(Location identification items)
>>>

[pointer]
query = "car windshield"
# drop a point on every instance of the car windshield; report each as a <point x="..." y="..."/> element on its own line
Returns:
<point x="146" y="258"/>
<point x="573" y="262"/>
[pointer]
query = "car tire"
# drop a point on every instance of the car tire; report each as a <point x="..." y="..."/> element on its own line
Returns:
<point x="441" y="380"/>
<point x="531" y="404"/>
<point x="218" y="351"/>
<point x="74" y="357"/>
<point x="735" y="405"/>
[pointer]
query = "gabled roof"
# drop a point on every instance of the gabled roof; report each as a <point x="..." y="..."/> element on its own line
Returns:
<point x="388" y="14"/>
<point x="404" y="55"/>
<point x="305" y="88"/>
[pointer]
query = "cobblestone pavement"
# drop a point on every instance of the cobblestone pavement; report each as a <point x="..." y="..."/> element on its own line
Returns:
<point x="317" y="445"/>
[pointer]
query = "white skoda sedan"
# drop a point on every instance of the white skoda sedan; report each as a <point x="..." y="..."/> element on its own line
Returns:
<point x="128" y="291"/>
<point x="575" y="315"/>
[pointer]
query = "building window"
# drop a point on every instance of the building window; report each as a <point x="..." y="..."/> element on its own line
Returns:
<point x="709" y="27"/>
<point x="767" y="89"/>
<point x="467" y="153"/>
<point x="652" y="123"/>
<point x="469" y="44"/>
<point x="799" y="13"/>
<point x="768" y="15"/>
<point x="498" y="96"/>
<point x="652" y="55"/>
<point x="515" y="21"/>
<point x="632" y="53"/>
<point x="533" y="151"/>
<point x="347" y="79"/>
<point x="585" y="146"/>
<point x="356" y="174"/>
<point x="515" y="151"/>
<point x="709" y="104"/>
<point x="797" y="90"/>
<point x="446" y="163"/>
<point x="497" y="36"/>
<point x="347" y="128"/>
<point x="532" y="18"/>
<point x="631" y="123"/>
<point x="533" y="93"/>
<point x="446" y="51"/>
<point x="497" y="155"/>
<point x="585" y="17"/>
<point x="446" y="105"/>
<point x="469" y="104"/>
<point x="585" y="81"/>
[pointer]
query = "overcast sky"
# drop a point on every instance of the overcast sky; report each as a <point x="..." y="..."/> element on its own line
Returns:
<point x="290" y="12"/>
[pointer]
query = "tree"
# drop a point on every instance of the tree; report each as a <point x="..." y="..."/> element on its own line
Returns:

<<<

### Job
Send back each record exactly as it stands.

### Complete output
[pointer]
query = "car windshield"
# drop a point on every instance of the car windshield; report each as a <point x="..." y="..."/> element on its own line
Returns:
<point x="146" y="258"/>
<point x="573" y="262"/>
[pointer]
query = "car tire"
# drop a point on every instance of the car tire; report each as a <point x="..." y="..."/> element on its own line
Returns:
<point x="441" y="380"/>
<point x="531" y="404"/>
<point x="218" y="351"/>
<point x="74" y="357"/>
<point x="735" y="405"/>
[pointer]
query = "gabled roof"
# drop a point on every instance of the gabled roof; report each as a <point x="..." y="..."/> element on its own line
Returns:
<point x="388" y="14"/>
<point x="404" y="55"/>
<point x="305" y="88"/>
[pointer]
query = "cobblestone pavement"
# drop a point on every instance of the cobblestone pavement; report each as a <point x="..." y="..."/> element on its own line
Returns:
<point x="317" y="445"/>
[pointer]
query = "white skoda sedan"
# drop a point on every instance of the white skoda sedan; report each as a <point x="..." y="..."/> element on its own line
Returns:
<point x="128" y="291"/>
<point x="575" y="315"/>
[pointer]
query = "building window"
# drop a point on every instance of the building window; report each as a <point x="..." y="..."/> element on its own line
Returns:
<point x="709" y="27"/>
<point x="767" y="89"/>
<point x="467" y="153"/>
<point x="652" y="123"/>
<point x="469" y="44"/>
<point x="799" y="13"/>
<point x="768" y="15"/>
<point x="498" y="96"/>
<point x="652" y="55"/>
<point x="515" y="21"/>
<point x="632" y="53"/>
<point x="533" y="151"/>
<point x="347" y="79"/>
<point x="585" y="146"/>
<point x="356" y="174"/>
<point x="515" y="151"/>
<point x="709" y="104"/>
<point x="797" y="90"/>
<point x="446" y="163"/>
<point x="497" y="36"/>
<point x="347" y="128"/>
<point x="532" y="18"/>
<point x="631" y="123"/>
<point x="533" y="93"/>
<point x="446" y="51"/>
<point x="497" y="155"/>
<point x="585" y="17"/>
<point x="446" y="105"/>
<point x="469" y="104"/>
<point x="585" y="81"/>
[pointer]
query = "overcast sky"
# drop a point on every instance of the overcast sky; report each as a <point x="..." y="..."/> element on its own line
Returns:
<point x="290" y="12"/>
[pointer]
query = "tree"
# drop a point on every instance of the tree; report each as a <point x="..." y="..."/> element on its own line
Returns:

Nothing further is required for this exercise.